(Records shown Opens)

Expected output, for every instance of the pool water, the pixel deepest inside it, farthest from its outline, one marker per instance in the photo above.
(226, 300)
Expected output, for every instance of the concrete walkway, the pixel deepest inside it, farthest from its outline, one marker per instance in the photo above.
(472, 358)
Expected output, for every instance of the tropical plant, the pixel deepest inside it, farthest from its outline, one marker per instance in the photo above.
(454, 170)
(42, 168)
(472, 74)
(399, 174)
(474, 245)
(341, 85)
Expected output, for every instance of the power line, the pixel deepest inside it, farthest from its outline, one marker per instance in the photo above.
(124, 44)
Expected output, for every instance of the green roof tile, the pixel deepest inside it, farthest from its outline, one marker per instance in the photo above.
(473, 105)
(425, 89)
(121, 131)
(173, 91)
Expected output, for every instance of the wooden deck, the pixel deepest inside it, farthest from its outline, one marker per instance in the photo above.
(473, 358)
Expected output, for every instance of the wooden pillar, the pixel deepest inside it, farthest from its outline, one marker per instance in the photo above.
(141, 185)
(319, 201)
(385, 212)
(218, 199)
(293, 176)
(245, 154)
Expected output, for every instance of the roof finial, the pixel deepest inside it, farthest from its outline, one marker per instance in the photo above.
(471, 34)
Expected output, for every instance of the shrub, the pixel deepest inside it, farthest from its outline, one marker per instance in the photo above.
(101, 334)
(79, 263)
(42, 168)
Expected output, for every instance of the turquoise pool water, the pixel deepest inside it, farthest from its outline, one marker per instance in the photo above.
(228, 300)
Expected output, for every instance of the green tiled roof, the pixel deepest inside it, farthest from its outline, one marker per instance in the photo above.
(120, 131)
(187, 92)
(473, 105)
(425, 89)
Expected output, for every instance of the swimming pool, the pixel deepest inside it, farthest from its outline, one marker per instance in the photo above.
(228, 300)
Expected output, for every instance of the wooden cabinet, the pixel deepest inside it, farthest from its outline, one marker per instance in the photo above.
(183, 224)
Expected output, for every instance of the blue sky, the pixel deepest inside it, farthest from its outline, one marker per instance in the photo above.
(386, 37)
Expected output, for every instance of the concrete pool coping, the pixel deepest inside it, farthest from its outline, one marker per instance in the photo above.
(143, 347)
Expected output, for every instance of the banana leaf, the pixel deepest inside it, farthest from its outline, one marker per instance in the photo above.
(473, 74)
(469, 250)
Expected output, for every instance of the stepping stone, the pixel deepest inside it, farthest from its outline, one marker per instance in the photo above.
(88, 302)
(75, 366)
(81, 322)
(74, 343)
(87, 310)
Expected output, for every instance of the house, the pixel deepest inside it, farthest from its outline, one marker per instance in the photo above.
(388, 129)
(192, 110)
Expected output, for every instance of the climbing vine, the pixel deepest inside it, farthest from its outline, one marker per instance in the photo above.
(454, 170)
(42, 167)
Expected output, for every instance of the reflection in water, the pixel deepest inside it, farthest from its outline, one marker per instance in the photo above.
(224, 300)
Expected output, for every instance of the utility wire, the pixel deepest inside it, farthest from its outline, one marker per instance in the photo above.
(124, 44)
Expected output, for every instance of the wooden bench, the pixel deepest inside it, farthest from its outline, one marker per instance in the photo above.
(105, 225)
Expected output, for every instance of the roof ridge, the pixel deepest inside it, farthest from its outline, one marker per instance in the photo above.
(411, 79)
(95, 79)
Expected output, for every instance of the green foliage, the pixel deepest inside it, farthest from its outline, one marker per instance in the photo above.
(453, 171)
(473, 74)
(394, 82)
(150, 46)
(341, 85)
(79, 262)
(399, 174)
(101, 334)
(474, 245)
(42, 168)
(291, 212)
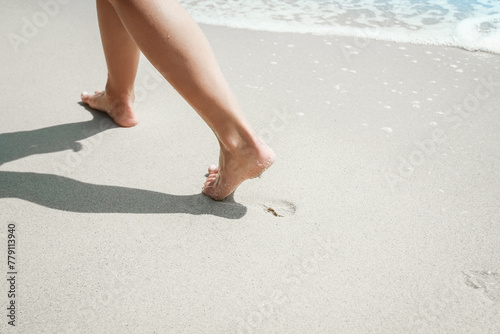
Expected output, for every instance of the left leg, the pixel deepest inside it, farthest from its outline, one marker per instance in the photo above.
(122, 59)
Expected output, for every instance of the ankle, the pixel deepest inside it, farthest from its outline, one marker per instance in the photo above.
(119, 95)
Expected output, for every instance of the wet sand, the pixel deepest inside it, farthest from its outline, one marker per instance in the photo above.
(380, 215)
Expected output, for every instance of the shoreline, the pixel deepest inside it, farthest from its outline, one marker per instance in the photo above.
(385, 190)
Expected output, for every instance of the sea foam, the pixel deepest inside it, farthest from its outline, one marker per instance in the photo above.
(469, 24)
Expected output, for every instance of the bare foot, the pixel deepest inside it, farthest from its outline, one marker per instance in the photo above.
(121, 110)
(236, 167)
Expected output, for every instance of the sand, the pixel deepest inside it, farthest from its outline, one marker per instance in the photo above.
(381, 214)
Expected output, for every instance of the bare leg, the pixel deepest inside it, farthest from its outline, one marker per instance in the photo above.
(122, 58)
(176, 46)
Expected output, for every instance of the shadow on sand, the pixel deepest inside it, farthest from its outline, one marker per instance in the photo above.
(62, 193)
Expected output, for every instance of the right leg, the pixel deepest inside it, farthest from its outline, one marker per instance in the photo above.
(122, 59)
(176, 46)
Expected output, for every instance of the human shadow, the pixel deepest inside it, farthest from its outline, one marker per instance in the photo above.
(63, 193)
(21, 144)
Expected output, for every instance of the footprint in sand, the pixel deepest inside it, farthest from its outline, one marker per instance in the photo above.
(487, 281)
(279, 208)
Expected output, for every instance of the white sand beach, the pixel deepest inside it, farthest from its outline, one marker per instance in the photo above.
(380, 215)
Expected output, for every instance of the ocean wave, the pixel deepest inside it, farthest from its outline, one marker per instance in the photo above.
(469, 24)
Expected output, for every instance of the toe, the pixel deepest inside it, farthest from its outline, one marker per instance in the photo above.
(213, 169)
(85, 96)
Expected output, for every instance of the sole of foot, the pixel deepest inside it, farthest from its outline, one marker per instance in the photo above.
(120, 110)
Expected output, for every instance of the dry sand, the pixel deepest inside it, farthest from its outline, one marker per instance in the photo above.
(387, 193)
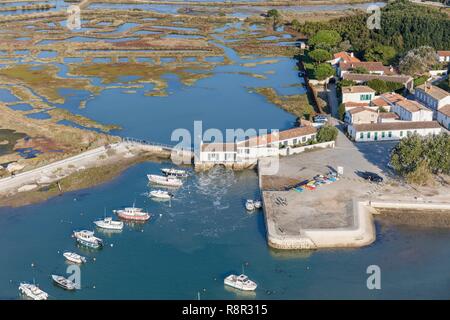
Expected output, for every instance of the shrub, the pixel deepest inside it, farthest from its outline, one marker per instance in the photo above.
(327, 133)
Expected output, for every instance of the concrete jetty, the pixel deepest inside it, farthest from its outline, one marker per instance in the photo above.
(341, 214)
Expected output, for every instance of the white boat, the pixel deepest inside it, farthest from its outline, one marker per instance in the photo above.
(63, 282)
(132, 213)
(250, 205)
(174, 172)
(87, 238)
(32, 291)
(160, 194)
(73, 257)
(109, 223)
(164, 181)
(241, 282)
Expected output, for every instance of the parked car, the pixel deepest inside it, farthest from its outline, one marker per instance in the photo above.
(320, 119)
(371, 176)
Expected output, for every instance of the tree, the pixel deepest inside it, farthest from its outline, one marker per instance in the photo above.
(381, 53)
(378, 85)
(413, 151)
(320, 55)
(341, 111)
(325, 39)
(327, 133)
(360, 70)
(323, 71)
(418, 61)
(407, 154)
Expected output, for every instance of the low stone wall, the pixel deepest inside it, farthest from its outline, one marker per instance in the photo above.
(203, 166)
(361, 233)
(289, 151)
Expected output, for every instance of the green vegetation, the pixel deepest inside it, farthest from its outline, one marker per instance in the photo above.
(341, 111)
(381, 86)
(420, 80)
(320, 55)
(327, 133)
(404, 26)
(360, 70)
(323, 71)
(44, 80)
(418, 61)
(325, 39)
(416, 157)
(381, 53)
(273, 13)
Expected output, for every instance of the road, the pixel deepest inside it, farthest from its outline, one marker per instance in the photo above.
(30, 177)
(333, 100)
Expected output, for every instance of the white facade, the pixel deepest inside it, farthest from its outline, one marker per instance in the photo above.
(422, 114)
(391, 131)
(433, 97)
(444, 118)
(358, 95)
(250, 150)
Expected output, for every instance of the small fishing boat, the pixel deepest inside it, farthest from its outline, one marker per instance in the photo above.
(109, 223)
(32, 291)
(73, 257)
(241, 282)
(250, 205)
(174, 172)
(160, 194)
(63, 282)
(165, 181)
(87, 238)
(132, 213)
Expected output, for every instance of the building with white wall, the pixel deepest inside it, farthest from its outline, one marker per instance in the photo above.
(361, 115)
(357, 94)
(431, 96)
(395, 130)
(444, 56)
(251, 149)
(409, 110)
(443, 116)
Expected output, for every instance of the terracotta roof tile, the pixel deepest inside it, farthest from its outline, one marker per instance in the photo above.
(397, 125)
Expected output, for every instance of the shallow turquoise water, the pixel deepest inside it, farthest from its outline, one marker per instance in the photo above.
(205, 233)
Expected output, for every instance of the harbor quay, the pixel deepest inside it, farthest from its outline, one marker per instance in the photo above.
(342, 213)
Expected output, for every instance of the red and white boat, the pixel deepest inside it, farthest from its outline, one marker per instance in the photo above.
(132, 213)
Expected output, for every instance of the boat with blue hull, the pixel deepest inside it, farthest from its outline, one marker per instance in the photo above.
(87, 238)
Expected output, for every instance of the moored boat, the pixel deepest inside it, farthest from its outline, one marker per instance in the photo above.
(174, 172)
(87, 238)
(73, 257)
(241, 282)
(63, 282)
(32, 291)
(109, 223)
(250, 205)
(160, 194)
(164, 181)
(132, 213)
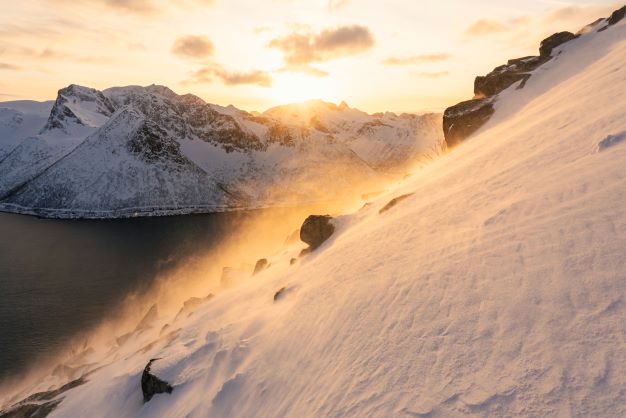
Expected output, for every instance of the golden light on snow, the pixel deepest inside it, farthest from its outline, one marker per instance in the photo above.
(296, 88)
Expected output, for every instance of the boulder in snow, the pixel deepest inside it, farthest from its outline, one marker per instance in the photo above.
(465, 118)
(316, 229)
(551, 42)
(260, 265)
(394, 202)
(152, 385)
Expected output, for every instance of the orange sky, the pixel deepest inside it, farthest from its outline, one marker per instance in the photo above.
(398, 55)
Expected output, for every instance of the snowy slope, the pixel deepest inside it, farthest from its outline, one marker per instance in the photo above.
(239, 160)
(497, 289)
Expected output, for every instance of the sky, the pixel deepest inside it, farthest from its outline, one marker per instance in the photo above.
(396, 55)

(Records shown Closes)

=== Try it ===
Your answer should be the lines from the one containing "Expected output, for every instance of the sky, the" through the end of the records, both included, output exactly and with nothing added.

=== Result for this task ===
Expected output, for every instance of the sky, the pixel deepest inside it, farthest from its outline, one marker per instance in the photo above.
(396, 55)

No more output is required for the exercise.